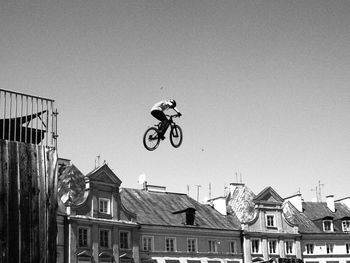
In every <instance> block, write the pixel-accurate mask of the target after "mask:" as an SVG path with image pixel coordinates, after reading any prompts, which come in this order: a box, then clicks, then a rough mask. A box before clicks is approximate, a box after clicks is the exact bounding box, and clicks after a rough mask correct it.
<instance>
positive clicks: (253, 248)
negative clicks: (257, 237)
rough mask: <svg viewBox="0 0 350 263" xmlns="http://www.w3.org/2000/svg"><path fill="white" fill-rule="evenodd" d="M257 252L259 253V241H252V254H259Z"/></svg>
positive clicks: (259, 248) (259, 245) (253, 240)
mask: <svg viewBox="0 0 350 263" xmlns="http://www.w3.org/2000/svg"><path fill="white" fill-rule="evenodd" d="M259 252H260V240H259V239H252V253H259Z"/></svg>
------------------------------------------------
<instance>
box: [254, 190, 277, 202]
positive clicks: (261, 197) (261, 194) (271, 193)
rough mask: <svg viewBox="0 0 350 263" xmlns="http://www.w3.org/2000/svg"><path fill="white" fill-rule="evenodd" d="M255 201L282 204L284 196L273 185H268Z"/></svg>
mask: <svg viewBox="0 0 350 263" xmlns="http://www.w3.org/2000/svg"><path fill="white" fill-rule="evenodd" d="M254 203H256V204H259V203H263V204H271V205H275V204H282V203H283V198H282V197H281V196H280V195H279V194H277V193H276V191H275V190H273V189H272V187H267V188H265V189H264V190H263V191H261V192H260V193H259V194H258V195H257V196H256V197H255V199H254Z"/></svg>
------------------------------------------------
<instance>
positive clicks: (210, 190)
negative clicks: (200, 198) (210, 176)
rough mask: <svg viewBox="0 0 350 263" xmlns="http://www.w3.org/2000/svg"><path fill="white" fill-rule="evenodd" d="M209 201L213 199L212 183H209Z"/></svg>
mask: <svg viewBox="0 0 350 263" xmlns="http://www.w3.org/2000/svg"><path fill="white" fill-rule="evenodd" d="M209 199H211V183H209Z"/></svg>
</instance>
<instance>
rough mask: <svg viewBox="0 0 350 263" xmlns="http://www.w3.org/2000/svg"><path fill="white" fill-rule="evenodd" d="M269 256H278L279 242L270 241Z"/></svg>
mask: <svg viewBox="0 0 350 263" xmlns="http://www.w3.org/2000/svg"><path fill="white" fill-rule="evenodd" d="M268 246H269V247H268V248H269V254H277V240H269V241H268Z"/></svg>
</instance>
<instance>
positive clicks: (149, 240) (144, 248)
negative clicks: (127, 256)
------------------------------------------------
YOUR ASSIGNMENT:
Above are the entries. Quote exactly the lines from the one bearing "positive clicks: (149, 240) (144, 248)" through the one bearing "negative clicks: (127, 256)".

EXERCISE RESPONSE:
positive clicks: (149, 240) (144, 248)
negative clicks: (127, 256)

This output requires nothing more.